Assignment:
Search term "Task": copy each line of the data containing it.
** Entries provided follows **
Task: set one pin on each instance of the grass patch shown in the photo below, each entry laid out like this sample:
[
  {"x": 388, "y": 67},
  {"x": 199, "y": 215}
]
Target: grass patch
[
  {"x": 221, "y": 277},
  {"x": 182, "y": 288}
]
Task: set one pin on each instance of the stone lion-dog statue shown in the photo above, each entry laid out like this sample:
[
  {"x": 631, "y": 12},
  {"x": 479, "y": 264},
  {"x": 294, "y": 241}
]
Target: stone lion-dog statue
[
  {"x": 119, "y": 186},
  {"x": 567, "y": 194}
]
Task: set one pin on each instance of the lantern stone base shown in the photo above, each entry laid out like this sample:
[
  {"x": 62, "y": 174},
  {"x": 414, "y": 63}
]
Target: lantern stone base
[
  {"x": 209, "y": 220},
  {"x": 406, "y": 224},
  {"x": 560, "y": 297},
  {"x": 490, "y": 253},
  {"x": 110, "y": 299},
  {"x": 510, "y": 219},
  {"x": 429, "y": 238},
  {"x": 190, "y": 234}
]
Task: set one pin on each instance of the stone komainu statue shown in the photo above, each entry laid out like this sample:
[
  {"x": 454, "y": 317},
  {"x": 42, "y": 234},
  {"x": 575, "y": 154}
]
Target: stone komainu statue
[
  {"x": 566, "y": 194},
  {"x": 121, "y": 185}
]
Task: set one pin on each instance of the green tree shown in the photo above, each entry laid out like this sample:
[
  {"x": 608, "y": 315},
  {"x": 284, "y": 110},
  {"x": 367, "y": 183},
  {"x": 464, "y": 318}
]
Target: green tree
** End of Entries provided **
Reply:
Task: set one pin on each instance of the grass patch shown in the photo below, each entry laid out like this sample:
Task: set one pin on each instance of the stone lion-dog statue shown in the photo above, each entry laid out like this sample:
Task: set one pin on each instance of the lantern stone base shown in the photo above, each entry laid out like this sample:
Task: set one pin on each instance of the stone komainu statue shown in the photo above, each entry laid out like this sample:
Task: set one pin on each instance of the green tree shown in the photo above, each entry laid out like this sample:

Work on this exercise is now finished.